3. Mereka yang memahami jin sebagai jenis dari makhluk manusia liar yang belum berperadaban. Pendapat ini dikemukakan kali pertama oleh salah seorang pemikir India kenamaan yang bernama Ahmad Khan (1817–1898 M), yang menulis buku tentang jin dalam pandangan Alquran. Menurutnya, ayat-ayat yang menunjukkan tentang jin tidak dapat dijadikan bukti tentang adanya makhluk yang bernama jin. Ahmad Khan juga menguatkan pendapatnya dengan beberapa syair-syair jahiliah.

Bintu asy-Syathi, Aisyah Abdurrahman, pakar kontemporer Mesir dalam bidang bahasa dan Alquran, dalam bukunya Al-Qur’an wa Qadhaya al-Insan menulis antara lain lebih kurang sebagai berikut.

Data yang Disediakan →
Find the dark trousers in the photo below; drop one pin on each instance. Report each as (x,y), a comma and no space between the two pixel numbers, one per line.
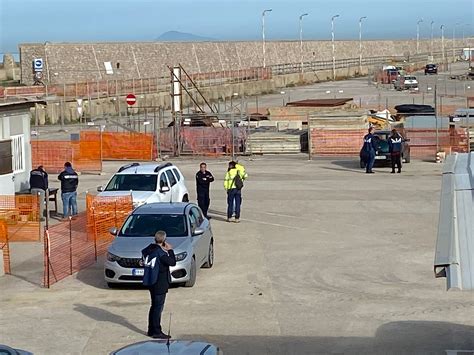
(396,160)
(234,200)
(154,315)
(203,202)
(370,161)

Latihan Soal →
**A.** Sebutkan semua nama orang yang tertulis dalam kutipan tentang jin.
**B.** Tuliskan kembali bagian kutipan tentang jin mulai dari "3. Mereka yang" sampai dengan "kurang sebagai berikut.".

Jawaban Tertulis →
**A.** Ahmad Khan, Bintu asy-Syathi, Aisyah Abdurrahman

**B.**
3. Mereka yang memahami jin sebagai jenis dari makhluk manusia liar yang belum berperadaban. Pendapat ini dikemukakan kali pertama oleh salah seorang pemikir India kenamaan yang bernama Ahmad Khan (1817–1898 M), yang menulis buku tentang jin dalam pandangan Alquran. Menurutnya, ayat-ayat yang menunjukkan tentang jin tidak dapat dijadikan bukti tentang adanya makhluk yang bernama jin. Ahmad Khan juga menguatkan pendapatnya dengan beberapa syair-syair jahiliah.

Bintu asy-Syathi, Aisyah Abdurrahman, pakar kontemporer Mesir dalam bidang bahasa dan Alquran, dalam bukunya Al-Qur’an wa Qadhaya al-Insan menulis antara lain lebih kurang sebagai berikut.